Return the lines of the entries below unchanged, beginning with the line that contains "Where can you see the vine" and running through the final line of the entries.
━━━
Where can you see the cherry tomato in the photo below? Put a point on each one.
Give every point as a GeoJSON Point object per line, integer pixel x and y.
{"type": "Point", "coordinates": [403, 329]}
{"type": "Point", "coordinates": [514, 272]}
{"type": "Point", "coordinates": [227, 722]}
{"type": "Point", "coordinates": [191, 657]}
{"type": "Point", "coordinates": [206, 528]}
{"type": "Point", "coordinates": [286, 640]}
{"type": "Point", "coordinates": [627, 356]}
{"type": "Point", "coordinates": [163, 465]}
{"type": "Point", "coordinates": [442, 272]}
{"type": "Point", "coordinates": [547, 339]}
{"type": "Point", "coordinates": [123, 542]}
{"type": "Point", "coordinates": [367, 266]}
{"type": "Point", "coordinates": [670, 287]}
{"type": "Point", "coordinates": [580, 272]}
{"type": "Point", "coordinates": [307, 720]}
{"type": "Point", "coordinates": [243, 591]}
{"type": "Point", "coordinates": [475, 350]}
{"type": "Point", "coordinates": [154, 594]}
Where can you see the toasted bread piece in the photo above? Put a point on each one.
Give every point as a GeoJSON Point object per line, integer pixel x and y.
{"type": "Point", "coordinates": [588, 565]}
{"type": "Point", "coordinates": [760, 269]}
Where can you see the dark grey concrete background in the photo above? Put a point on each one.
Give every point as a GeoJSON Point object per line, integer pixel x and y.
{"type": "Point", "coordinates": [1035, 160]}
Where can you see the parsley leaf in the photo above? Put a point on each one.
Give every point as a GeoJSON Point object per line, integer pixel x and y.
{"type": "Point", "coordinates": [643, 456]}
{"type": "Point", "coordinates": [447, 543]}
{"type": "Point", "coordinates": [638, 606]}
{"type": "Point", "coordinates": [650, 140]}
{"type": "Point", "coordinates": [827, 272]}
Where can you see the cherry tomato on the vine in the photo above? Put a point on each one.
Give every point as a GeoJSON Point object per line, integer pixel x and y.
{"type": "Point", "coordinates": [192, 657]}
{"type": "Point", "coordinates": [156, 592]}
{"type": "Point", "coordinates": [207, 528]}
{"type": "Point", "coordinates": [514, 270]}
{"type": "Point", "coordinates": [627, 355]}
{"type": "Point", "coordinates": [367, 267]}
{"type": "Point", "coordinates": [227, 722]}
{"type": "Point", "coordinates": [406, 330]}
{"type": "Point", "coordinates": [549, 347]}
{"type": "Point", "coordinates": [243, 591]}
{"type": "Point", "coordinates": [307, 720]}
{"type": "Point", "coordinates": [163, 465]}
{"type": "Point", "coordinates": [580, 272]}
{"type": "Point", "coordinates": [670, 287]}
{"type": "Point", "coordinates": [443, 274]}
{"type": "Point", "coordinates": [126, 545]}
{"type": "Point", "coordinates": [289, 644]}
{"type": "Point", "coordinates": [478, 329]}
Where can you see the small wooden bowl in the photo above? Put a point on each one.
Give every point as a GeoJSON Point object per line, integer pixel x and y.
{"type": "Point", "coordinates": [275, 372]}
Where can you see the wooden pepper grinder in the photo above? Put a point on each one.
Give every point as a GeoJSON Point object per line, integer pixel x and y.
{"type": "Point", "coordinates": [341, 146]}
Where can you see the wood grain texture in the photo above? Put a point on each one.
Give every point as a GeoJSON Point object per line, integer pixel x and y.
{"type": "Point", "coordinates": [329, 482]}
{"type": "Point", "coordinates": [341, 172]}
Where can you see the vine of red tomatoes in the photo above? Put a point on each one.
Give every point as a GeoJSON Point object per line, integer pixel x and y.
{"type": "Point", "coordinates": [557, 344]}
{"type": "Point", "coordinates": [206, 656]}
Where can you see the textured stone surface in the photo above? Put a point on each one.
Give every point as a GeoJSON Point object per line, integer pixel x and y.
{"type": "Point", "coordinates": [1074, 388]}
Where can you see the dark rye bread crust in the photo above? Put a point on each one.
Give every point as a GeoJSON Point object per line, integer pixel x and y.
━━━
Completed exercise
Where can you see the vine of red tomatoes in the photo above? Put a point on each one.
Give every point as a GeoJSON Point object per line, integer pixel x and y.
{"type": "Point", "coordinates": [557, 344]}
{"type": "Point", "coordinates": [206, 656]}
Where can you see the textured stone surface in the photo above? Put a point on each one.
Give every point as a GeoJSON Point object per line, integer pixel x and y.
{"type": "Point", "coordinates": [1074, 388]}
Where can you see the dark rye bread crust in the photo above? Put a point on each one.
Give every point as a GeoJSON Point object per line, integer pixel x and y.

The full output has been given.